Task —
Find the line that contains "Q: For each instance of the driver's". Restate it and each following line exactly, through the end of the records.

(Point localization data)
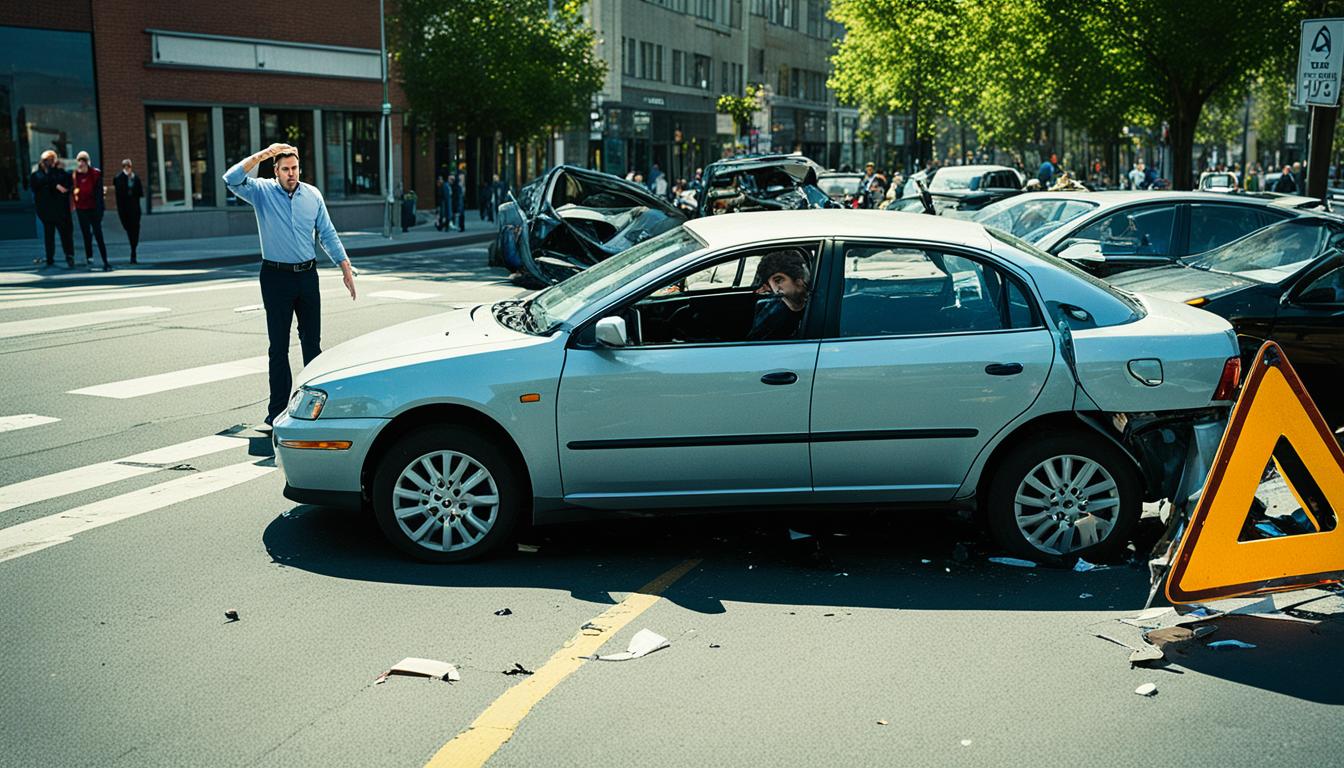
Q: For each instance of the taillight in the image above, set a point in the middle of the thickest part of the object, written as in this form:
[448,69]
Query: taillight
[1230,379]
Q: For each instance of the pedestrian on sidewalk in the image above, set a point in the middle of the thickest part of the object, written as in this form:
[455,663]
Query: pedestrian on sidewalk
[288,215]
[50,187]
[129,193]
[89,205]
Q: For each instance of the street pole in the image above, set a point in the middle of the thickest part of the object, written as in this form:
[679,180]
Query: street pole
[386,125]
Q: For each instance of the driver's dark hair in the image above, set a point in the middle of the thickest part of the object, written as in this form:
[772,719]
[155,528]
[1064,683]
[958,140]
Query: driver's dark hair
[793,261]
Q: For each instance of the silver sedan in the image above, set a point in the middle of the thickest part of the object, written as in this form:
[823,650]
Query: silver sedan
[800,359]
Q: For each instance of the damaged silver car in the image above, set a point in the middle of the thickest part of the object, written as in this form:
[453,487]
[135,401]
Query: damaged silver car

Task response —
Q: For each instance of the driver's dark hair in the image above, set a point in the middle of the thickest part of the object, written as in this form:
[772,719]
[155,528]
[1064,683]
[958,140]
Query: driver's dark hair
[793,261]
Q: For each instance of the silver sedan in the image above, set a point in the middle of the thickest part of the object, written as in this form:
[823,650]
Query: silver sedan
[800,359]
Q: For each instance of the damaged silver car in the image above, set a point in the middle of the thickest part of the object, written as in this form:
[453,487]
[135,401]
Query: damaged silver car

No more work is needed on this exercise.